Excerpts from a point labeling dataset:

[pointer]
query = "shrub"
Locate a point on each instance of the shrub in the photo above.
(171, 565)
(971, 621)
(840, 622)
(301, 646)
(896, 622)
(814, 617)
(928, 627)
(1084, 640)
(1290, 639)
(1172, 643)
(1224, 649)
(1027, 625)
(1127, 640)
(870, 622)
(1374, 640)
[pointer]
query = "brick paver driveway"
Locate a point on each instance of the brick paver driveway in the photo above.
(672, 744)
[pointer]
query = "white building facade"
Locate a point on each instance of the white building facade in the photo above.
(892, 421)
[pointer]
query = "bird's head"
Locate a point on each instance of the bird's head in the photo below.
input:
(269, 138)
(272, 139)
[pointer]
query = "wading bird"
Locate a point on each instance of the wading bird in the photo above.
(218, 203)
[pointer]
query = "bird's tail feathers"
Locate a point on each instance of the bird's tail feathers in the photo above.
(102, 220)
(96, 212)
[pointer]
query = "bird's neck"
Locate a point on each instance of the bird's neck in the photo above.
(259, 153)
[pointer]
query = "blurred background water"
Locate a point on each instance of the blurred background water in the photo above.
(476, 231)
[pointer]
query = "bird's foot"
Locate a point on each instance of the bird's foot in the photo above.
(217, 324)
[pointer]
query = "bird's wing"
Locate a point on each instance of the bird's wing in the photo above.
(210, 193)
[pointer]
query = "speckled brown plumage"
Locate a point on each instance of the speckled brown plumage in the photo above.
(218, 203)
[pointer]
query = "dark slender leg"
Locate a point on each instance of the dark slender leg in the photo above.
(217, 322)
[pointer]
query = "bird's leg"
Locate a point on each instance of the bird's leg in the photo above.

**Written instruction**. Arrange every line of the listing above as a JSON array of strings, one string per line, with blank lines omitted.

**Worked solution**.
[
  "[pointer]",
  "query = \"shrub\"",
  "Locate a point on each instance of the shrub in the photo above.",
  "(171, 565)",
  "(971, 621)",
  "(840, 622)",
  "(301, 646)",
  "(896, 622)",
  "(814, 617)",
  "(928, 627)",
  "(1084, 640)",
  "(1290, 639)",
  "(1172, 643)",
  "(1224, 649)",
  "(1027, 625)",
  "(1127, 640)",
  "(870, 622)",
  "(1374, 640)",
  "[pointer]",
  "query = \"brick paver driveway\"",
  "Locate a point on each instance of the brick paver driveway in the photo above.",
  "(672, 744)",
  "[pointer]",
  "query = \"white building facade\"",
  "Locate a point on each instance of the white building facade in the photo above.",
  "(892, 421)",
  "[pointer]",
  "query = \"bird's head\"",
  "Locate a point on each instance of the bird's head in the photo below.",
  "input:",
  "(269, 138)",
  "(272, 139)",
  "[pointer]",
  "query = \"wading bird\"",
  "Locate a point on each instance of the wading bird in the photo above.",
  "(218, 203)",
  "[pointer]",
  "query = \"bird's tail feathers\"",
  "Locate a point on each instance of the bird's tail feathers in the photo above.",
  "(102, 220)",
  "(96, 212)",
  "[pointer]",
  "query = \"bird's neck\"",
  "Locate a point on each instance of the bird's neck in the photo above.",
  "(259, 153)",
  "[pointer]",
  "query = \"blurred background water\"",
  "Locate a point on each instance of the blurred background water in the photo above.",
  "(476, 231)",
  "[pointer]",
  "query = \"bird's foot\"",
  "Locate a point on each instance of the bird's foot in the photo above.",
  "(217, 324)",
  "[pointer]",
  "query = \"bird's wing\"",
  "Locate a point on each instance of the bird's wing in the photo above.",
  "(210, 193)",
  "[pointer]",
  "query = \"speckled brown plumage\"",
  "Locate a point on each instance of the speckled brown plumage in the photo above.",
  "(218, 203)",
  "[pointer]",
  "query = \"dark slender leg\"",
  "Locate a point on each instance of the dark slender leg in the photo above.",
  "(217, 322)",
  "[pointer]",
  "query = \"bird's leg\"",
  "Locate a point on each instance of the bird's leg in the photo above."
]